§ TUGAS LATIHAN
A) Salin bagian teks tentang ilmu hadis dengan persis, mulai dari "Senin, Agustus 09, 2010" dan berakhir pada "seterusnya, dan sebagainya.".
B) Menurut teks tentang ilmu hadis, apa yang dijadikan patokan berpikir dan bertindak oleh umat yang pertama kali disebut?
C) Lanjutkan teks tentang ilmu hadis setelah kalimat terakhirnya.

§ TEKS
Senin, Agustus 09, 2010

Mengenal Ilmu Hadis

Pendahuluan

Umat manusia memiliki patokan-patokan tertentu dalam berpikir dan berbuat, baik disadarinya atau tidak, baik khas maupun kacau. Ada umat yang menjadikan maslahat sebagai patokan berpikir dan bertindak. Ada pula umat yang menjadikan hawa nafsu sebagai patokan. Ada lagi yang patokannya adalah sejarah. Umat yang lain menjadikan fakta sebagai patokan. Umat yang lain lagi mematok pemikiran dan tingkah lakunya berdasarkan kebiasaan dan adat istiadat masyarakat setempat atau umat terdahulu. Dan seterusnya, dan sebagainya.

§ ENTRI TERSIMPAN
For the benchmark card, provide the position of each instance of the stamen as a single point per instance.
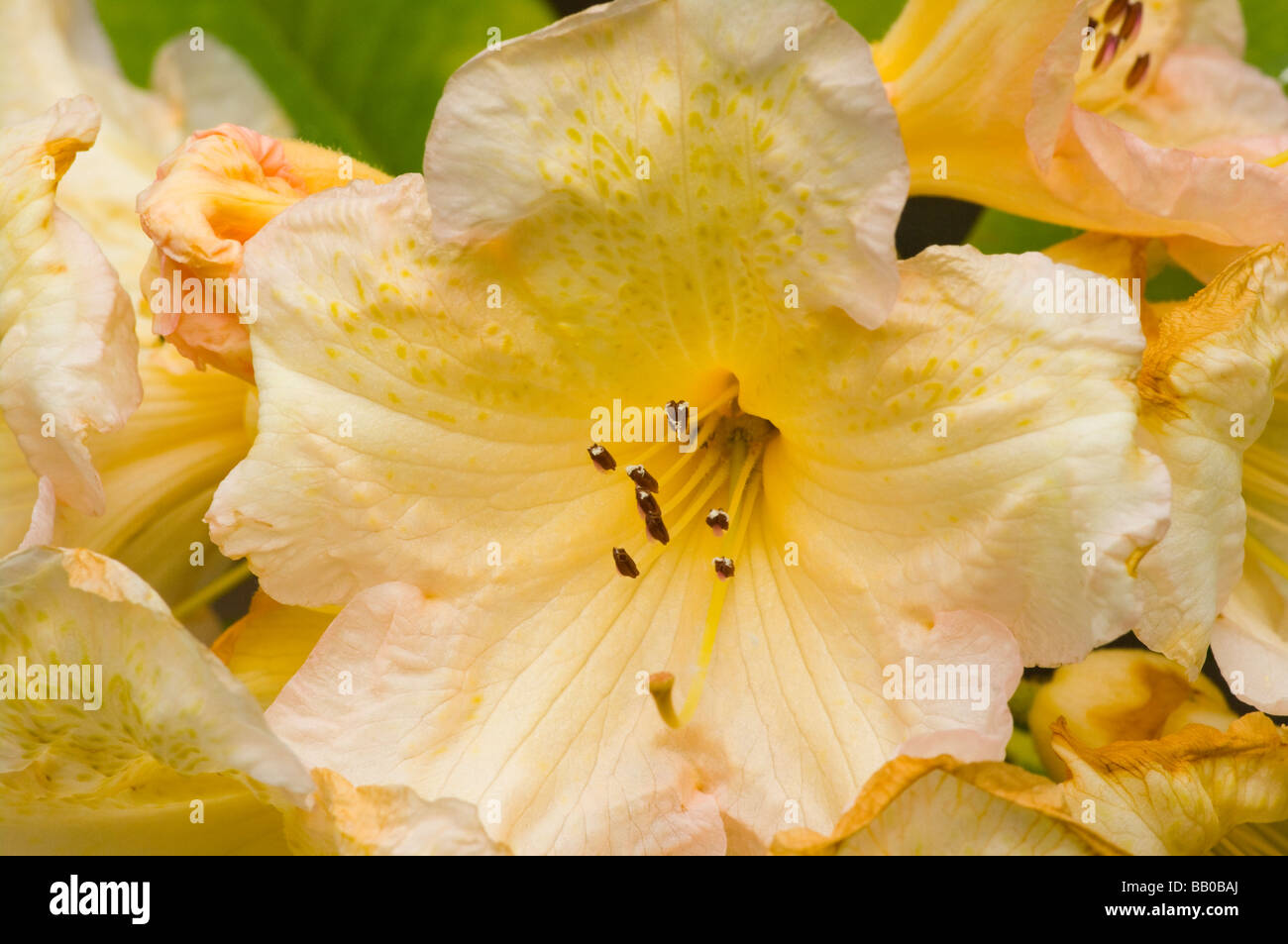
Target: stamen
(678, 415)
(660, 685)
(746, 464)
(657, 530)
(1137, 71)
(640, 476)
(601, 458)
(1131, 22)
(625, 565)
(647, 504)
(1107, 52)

---

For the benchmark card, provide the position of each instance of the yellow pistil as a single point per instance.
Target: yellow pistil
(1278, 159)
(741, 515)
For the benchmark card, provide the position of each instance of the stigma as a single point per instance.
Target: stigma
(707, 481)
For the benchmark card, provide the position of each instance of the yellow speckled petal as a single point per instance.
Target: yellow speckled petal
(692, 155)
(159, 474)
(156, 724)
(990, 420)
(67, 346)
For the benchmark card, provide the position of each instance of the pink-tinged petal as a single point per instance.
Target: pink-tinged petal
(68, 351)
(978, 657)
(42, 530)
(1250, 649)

§ JAWABAN LATIHAN
A)
Senin, Agustus 09, 2010

Mengenal Ilmu Hadis

Pendahuluan

Umat manusia memiliki patokan-patokan tertentu dalam berpikir dan berbuat, baik disadarinya atau tidak, baik khas maupun kacau. Ada umat yang menjadikan maslahat sebagai patokan berpikir dan bertindak. Ada pula umat yang menjadikan hawa nafsu sebagai patokan. Ada lagi yang patokannya adalah sejarah. Umat yang lain menjadikan fakta sebagai patokan. Umat yang lain lagi mematok pemikiran dan tingkah lakunya berdasarkan kebiasaan dan adat istiadat masyarakat setempat atau umat terdahulu. Dan seterusnya, dan sebagainya.

B) Umat itu menjadikan maslahat sebagai patokan berpikir dan bertindak.

C)
Berbeda dengan semua umat yang mengambil patokan-patokan seperti di atas, kaum muslimin meyakini bahwa hanya hukum Allah yang sebenar-benarnya satu-satunya yang harus dijadikan sendi untuk membentuk pribadi yang utama dan mengatur ketertiban hidup bersama (masyarakat) dalam menuju hidup bahagia dan sejahtera yang hakiki, di dunia dan di akhirat . Kaum muslimin dituntut oleh Allah untuk mengikuti wahyu yang diturunkan kepada Nabi Muhammad—semoga shalawat dan salam terlimpah atasnya. Titah Allah dan Rasul-Nya lah yang menjadi patokan bagi kaum muslimin dalam berpikir dan berbuat. Allah Ta’âlâ berfirman:

يَا أَيُّهَا الَّذِينَ آمَنُوا أَطِيعُوا اللَّهَ وَأَطِيعُوا الرَّسُولَ وَأُولِي الأمْرِ مِنْكُمْ فَإِنْ تَنَازَعْتُمْ فِي شَيْءٍ فَرُدُّوهُ إِلَى اللَّهِ وَالرَّسُولِ إِنْ كُنْتُمْ تُؤْمِنُونَ بِاللَّهِ وَالْيَوْمِ الآخِرِ ذَلِكَ خَيْرٌ وَأَحْسَنُ تَأْوِيلا

“Hai orang-orang yang beriman, taatilah Allah dan taatilah Rasul, dan ulil amri di antara kamu. Kemudian jika kalian berlainan pendapat tentang sesuatu, maka kembalikanlah ia kepada Allah (Al Quran) dan Rasul (Sunnahnya), jika kalian benar-benar beriman kepada Allah dan hari kemudian. Yang demikian itu lebih utama (bagimu) dan lebih baik akibatnya.” (al-Nisâ`: 59)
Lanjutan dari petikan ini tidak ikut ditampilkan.